**Aim of the task**
Count the lines in the listing below that contain the string "image". Reply with only the number.

**Extracted entries**
################

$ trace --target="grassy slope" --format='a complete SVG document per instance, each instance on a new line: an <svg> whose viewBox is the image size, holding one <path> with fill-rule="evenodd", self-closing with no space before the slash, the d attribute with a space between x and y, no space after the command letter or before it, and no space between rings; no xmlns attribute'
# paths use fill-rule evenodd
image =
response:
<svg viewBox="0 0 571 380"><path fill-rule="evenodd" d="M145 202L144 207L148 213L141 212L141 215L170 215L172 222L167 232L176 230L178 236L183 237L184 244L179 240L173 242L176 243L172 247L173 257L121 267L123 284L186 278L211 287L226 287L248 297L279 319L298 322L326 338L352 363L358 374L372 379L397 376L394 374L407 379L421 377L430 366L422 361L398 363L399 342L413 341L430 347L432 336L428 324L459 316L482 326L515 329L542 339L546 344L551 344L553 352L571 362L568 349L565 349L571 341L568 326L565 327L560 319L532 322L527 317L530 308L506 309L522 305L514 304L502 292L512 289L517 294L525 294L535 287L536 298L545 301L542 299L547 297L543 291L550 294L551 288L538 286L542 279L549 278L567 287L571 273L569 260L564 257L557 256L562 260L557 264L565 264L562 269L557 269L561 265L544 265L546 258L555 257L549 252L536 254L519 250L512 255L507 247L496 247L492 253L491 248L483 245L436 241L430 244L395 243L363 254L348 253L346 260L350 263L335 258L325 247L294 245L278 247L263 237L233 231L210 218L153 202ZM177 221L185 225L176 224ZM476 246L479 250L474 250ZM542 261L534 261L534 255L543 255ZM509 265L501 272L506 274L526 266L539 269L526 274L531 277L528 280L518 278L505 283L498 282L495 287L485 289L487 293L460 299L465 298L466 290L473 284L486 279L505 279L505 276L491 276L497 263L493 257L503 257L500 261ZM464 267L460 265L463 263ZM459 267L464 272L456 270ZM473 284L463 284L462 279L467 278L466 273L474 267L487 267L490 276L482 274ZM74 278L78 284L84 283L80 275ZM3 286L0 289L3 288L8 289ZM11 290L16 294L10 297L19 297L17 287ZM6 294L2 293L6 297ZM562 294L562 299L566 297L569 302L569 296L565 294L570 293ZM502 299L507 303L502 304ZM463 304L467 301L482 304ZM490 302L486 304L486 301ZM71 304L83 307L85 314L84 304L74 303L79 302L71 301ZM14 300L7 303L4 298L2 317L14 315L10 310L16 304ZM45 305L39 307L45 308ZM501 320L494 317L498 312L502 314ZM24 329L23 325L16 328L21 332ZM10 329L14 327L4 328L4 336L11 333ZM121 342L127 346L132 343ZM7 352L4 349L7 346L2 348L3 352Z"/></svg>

################

**Solved exercise**
2